Copy only what runs from the line containing "Locate the rectangular" through the end of the material below, line for line, with both ends included.

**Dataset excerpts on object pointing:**
◇ ◇ ◇

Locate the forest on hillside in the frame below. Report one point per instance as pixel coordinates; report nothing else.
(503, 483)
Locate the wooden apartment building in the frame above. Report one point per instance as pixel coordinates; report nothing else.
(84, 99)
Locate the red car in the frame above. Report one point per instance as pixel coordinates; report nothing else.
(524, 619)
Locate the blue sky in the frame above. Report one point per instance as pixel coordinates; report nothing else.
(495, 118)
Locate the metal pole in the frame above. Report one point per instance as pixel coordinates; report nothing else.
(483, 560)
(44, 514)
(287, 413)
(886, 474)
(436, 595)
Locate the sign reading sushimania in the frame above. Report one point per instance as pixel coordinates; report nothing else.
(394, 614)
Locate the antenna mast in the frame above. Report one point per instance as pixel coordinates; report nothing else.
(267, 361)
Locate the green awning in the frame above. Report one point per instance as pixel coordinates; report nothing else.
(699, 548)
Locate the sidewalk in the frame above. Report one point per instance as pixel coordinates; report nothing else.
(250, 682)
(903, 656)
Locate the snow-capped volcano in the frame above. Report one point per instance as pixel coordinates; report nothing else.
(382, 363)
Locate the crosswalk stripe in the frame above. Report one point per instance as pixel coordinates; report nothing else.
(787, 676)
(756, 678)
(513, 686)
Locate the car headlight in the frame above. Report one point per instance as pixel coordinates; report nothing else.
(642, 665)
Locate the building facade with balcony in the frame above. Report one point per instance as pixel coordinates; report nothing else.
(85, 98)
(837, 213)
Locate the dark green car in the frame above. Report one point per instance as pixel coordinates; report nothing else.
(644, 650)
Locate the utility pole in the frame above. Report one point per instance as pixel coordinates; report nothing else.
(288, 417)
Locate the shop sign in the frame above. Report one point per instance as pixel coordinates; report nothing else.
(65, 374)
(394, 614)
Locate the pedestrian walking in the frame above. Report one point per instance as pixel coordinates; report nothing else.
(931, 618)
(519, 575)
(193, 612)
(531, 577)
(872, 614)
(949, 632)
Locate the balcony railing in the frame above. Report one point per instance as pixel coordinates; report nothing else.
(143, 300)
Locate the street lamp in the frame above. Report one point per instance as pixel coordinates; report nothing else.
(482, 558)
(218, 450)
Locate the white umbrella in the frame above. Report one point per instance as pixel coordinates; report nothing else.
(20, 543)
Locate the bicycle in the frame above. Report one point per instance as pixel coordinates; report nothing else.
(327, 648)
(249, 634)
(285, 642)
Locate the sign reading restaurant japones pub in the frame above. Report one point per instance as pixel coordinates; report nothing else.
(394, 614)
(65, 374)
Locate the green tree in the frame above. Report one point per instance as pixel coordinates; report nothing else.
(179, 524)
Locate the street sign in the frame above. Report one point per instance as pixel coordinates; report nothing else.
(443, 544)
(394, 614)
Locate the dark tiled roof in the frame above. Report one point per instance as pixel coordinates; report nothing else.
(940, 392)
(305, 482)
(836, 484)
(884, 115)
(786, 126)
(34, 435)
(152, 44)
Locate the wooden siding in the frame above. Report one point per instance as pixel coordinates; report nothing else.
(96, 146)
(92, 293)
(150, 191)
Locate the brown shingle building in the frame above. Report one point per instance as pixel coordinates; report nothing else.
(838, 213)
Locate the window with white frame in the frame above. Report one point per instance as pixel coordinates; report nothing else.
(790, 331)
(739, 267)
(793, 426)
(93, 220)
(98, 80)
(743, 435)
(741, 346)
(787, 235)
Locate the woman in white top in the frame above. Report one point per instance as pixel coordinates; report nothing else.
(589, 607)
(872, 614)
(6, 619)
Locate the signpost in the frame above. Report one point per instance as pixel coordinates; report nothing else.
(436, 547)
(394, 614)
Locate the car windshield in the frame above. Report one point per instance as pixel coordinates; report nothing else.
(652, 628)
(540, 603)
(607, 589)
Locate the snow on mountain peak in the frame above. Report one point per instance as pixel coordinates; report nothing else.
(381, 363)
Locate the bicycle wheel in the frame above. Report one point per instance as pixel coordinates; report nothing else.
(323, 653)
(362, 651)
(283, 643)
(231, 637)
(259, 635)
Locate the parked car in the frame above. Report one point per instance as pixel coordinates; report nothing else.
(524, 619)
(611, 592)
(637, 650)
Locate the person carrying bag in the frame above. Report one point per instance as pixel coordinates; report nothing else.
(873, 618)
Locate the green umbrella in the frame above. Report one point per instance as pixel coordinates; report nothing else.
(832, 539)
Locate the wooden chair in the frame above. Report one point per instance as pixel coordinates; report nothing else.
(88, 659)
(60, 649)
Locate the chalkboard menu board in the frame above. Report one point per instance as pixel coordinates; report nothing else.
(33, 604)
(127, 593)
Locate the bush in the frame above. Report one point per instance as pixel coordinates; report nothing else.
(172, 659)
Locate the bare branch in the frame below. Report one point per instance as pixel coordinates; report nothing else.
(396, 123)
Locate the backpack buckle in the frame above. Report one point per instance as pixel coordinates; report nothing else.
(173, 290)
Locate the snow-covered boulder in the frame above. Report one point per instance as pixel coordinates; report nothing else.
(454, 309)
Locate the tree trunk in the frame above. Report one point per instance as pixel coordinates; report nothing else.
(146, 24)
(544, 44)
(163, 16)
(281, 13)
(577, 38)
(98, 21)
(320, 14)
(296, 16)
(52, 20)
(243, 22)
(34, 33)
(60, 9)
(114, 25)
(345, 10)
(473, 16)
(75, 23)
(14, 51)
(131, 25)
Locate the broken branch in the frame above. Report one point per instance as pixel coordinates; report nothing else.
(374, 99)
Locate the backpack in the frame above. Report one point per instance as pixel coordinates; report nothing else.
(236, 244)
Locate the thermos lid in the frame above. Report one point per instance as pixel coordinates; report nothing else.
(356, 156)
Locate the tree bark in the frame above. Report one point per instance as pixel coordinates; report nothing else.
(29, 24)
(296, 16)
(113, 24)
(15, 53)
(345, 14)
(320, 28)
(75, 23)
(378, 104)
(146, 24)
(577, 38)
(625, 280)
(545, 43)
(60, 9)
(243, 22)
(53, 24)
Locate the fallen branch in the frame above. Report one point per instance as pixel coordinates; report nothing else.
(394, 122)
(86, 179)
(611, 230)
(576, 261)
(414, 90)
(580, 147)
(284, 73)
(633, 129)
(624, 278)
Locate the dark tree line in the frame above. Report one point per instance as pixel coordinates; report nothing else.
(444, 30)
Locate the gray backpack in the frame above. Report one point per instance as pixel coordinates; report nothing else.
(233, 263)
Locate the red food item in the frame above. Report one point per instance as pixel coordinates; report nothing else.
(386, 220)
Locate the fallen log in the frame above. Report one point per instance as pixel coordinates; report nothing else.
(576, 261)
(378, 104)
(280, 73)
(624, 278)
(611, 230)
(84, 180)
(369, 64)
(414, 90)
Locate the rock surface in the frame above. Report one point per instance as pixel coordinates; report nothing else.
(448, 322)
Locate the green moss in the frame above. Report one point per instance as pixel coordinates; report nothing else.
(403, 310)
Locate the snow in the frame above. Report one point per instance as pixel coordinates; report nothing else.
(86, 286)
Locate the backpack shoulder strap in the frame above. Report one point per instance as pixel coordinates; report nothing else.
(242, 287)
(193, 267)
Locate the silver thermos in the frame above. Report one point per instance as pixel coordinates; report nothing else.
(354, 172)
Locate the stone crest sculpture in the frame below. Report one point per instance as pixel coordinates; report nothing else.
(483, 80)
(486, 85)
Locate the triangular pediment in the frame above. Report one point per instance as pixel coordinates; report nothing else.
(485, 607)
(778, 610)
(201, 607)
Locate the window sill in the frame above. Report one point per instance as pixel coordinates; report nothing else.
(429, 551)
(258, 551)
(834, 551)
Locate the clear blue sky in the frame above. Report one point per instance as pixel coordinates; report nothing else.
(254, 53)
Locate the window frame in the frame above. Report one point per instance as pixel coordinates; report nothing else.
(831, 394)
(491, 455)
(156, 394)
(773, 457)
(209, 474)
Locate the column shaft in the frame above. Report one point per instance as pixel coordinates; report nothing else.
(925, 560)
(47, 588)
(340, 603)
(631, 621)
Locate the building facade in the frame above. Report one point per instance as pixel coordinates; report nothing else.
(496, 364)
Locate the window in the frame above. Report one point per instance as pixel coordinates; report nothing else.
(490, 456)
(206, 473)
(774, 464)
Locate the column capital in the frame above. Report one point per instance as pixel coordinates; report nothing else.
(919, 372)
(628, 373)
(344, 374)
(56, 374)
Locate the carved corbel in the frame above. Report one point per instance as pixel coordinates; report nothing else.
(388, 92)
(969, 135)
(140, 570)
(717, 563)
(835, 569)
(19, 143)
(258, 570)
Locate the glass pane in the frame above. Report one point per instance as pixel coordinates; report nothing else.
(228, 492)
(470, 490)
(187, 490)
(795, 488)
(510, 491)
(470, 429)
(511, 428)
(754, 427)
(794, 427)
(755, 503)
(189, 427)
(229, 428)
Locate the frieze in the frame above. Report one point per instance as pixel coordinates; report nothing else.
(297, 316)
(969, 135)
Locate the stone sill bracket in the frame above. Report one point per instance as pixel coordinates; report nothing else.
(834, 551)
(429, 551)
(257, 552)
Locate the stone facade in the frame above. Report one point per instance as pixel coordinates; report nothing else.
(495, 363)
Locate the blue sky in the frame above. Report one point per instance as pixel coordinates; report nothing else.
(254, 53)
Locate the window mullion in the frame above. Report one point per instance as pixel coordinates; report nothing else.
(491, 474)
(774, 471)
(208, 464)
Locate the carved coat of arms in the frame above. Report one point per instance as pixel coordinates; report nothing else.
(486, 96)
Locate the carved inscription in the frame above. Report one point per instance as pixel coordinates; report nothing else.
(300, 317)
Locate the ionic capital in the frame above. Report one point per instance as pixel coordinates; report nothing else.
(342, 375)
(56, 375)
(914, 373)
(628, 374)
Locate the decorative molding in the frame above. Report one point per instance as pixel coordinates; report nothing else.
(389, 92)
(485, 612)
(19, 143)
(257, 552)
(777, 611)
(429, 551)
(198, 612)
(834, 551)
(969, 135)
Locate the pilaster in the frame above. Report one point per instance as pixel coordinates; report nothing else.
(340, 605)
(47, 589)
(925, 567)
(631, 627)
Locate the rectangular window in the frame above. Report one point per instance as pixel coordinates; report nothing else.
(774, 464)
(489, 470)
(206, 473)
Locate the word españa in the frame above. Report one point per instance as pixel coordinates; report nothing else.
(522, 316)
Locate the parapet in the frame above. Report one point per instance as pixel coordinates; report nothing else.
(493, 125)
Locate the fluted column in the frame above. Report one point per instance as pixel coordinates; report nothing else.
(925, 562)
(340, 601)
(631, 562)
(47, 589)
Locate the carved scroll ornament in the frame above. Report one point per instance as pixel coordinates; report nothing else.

◇ ◇ ◇

**Written response:**
Locate the rectangular window in the frame above. Report one point per instance as pixel coordinates; report nothing else.
(774, 464)
(489, 470)
(206, 473)
Locate the word españa in the frame above. Report one point per instance as pixel coordinates; report nothing else.
(522, 316)
Locate the parapet in the frame above. Report one point per instance as pixel coordinates; report nothing else.
(493, 125)
Locate the fluted column in the frame above. Report one point per instance as pixel coordinates; report nothing else.
(925, 562)
(340, 601)
(631, 562)
(47, 589)
Locate the carved scroll ornament in the frame above. Report one point per instance as pixel coordinates; report nothing else.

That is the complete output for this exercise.